** Consigne **
Extrayez de l'article sur la conférence consacrée au Sahara marocain le passage allant de « Le conflit ukrainien » à « Coopération et Européenne. », sans y changer un mot.

___ Extrait fourni

Plaidoyer pour la marocanité du Sahara à la lumière des mutations internationales en cours

Red

L’Association Sahara, en collaboration avec la Chambre de Commerce, d’Industrie et des Services d’Agadir, a organisé une conférence internationale sur le Sahara Marocain mardi 14 mars 2023 à la lumière des développements internationaux en cours, sous le titre “Plaidoyer pour la marocanité du Sahara à la lumière des mutations internationales actuelles”.
Cet événement scientifique a vu la participation d’experts, de professeurs d’université et de chercheurs universitaires dans le domaine des relations internationales, du droit international, de la politique et des médias, afin d’enrichir la discussion, le dialogue et l’échange d’informations utiles sur le thème de l’intégrité territoriale du Royaume, qui connaît un certain nombre d’évolutions positives qui ont été soulignées à cette occasion. Dans ce contexte s’inscrit l’intervention d’Enrico Oliari, journaliste italien, directeur du journal Notizie Geopolitiche, spécialiste des questions géopolitiques qui a traité le thème du Sahara marocain dans le cadre de l’autonomie locale.

Traduction de Yassine Belkassem –

L’un des principes que j’ai appris sur la géopolitique c’est que les conflits ne peuvent pas être résolus. Il n’y a pas de conflit qui puisse être résolu : par exemple, je proviens d’une zone de conflit, l’Alto Adige, un territoire à majorité de langue maternelle allemande qui était pendant des siècles partie de la sphère, d’abord, germanique à près de la sphère de l’Empire autrichien – la Hongrie, et annexée par l’Italie en 1918.
Si le conflit ne peut pas être résolu, il peut au contraire être géré, d’où la capacité des leaders politiques et sociaux de savoir encadrer la réalité et adopter en conséquence les mesures nécessaires visant à gérer le conflit.
Je voudrais donner deux exemples pour mieux me faire comprendre.
Le conflit ukrainien part, entre autres, de la crise du Donbass, territoire habité par une nette majorité russophone et pour lequel les accords de Minsk 2 de 2015 avaient été établis dans le cadre de l’OSCE, l’Organisme pour la Sécurité et la Coopération et Européenne.
Le manque de respect, également par l’Ukraine, des accords de Minsk et le soutien aux groupes armés par les deux côtés ont représenté un conflit très mal géré, qui a abouti à la guerre que nous voyons aujourd’hui, à tel point que le président russe Vladimir Poutine l’a mis parmi les raisons de ce qu’il a appelé « Opération Spéciale ».

______
___ Données fournies

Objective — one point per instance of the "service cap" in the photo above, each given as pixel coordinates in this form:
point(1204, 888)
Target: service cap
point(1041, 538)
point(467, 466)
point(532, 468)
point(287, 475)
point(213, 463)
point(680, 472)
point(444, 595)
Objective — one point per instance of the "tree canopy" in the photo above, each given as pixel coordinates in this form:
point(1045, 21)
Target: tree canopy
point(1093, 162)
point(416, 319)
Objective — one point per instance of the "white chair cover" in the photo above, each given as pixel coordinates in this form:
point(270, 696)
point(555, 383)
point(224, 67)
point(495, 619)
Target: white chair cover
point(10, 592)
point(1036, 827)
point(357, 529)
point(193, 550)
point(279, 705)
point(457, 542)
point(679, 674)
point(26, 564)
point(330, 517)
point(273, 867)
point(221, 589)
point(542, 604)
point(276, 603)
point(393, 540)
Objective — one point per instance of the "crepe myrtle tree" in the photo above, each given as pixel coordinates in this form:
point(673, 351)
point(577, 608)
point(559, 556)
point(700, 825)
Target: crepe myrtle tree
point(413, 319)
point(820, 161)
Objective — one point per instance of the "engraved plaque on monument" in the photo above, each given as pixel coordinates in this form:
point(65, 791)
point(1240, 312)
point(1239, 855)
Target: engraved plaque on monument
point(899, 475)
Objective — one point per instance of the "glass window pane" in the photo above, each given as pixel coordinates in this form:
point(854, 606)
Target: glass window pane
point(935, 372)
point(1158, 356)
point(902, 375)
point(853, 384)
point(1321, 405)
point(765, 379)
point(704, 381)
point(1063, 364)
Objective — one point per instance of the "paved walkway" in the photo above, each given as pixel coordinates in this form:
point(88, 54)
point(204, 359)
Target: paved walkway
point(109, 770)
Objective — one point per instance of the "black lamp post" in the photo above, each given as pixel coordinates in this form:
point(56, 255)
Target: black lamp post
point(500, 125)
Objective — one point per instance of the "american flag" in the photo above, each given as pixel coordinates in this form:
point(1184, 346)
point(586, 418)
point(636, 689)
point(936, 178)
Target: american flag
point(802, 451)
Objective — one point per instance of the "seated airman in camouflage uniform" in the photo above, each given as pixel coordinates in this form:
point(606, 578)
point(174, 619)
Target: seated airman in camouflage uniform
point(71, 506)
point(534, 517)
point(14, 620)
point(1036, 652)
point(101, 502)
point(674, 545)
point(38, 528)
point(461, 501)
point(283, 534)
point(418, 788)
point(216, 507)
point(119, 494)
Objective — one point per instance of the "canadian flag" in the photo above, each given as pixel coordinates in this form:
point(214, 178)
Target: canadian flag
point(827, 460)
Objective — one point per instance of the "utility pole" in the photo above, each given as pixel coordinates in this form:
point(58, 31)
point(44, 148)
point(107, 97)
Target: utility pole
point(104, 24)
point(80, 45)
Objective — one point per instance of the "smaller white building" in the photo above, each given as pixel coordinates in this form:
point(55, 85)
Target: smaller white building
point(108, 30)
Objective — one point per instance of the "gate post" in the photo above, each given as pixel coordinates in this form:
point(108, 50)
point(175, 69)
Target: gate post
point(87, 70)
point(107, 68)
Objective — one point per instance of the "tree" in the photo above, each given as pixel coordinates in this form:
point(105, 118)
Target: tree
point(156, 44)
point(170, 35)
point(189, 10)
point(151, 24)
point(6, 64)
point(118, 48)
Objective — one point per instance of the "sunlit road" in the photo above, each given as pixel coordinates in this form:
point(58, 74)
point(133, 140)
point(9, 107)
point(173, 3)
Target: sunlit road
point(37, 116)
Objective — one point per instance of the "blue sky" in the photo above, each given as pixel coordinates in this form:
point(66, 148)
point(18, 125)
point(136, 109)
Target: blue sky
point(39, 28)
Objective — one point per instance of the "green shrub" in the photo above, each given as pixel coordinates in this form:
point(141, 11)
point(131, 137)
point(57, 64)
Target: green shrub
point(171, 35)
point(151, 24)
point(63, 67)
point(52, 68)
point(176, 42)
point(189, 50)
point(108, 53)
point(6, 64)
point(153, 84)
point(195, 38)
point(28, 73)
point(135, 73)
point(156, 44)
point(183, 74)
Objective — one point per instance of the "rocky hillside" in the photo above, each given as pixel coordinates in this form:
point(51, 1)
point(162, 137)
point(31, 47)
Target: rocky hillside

______

** Réponse **
Le conflit ukrainien part, entre autres, de la crise du Donbass, territoire habité par une nette majorité russophone et pour lequel les accords de Minsk 2 de 2015 avaient été établis dans le cadre de l’OSCE, l’Organisme pour la Sécurité et la Coopération et Européenne.